===== Supplied data =====

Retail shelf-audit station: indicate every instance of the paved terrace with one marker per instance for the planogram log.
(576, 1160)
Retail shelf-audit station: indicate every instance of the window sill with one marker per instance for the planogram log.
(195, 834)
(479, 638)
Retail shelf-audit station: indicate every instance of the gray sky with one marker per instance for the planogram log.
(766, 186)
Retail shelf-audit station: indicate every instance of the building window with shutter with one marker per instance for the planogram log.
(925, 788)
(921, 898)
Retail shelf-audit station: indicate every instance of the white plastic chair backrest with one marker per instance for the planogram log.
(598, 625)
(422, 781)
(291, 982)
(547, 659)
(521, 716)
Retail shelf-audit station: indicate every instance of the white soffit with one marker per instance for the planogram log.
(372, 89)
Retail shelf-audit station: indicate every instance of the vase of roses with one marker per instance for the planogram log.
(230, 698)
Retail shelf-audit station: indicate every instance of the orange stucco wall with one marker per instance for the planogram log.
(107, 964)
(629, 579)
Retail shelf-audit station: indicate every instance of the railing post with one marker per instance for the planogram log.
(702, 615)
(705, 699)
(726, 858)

=====

Work to do: Please retype all of the material above line for line, with no changes.

Worked solution:
Retail shelf-audit station: indicate every instance of the paved terrace with one marker per instance for the planogram log.
(576, 1160)
Retail shelf-audit station: indicate every instance of the window sill with one marker per instance for the planogram log.
(195, 834)
(479, 638)
Retail shelf-audit station: indicate every instance of the gray sky with one marker per instance for the planogram log.
(766, 186)
Retail shelf-audit station: indicate every instance of the building window with shutter with one marker per instance for the planogram log.
(925, 788)
(921, 898)
Retail shelf-audit station: indicate every instance of the white plastic chair backrest with one marker per instance for the planogram log.
(598, 625)
(422, 781)
(291, 982)
(547, 659)
(521, 716)
Retail shelf-audit station: indicate every instance of the white soffit with one marker per instance for the planogram log.
(372, 89)
Retail shelf-audit station: indicate every instance of the vase of roses with one marker per instance for the planogram log.
(230, 698)
Retail shelf-audit station: indicate every instance of the orange stucco wall with one marker per instance for the planogram log.
(107, 964)
(629, 579)
Retail shelf-audit station: indicate every instance of the railing post with one marker per instance for the planogram log.
(702, 615)
(705, 699)
(726, 858)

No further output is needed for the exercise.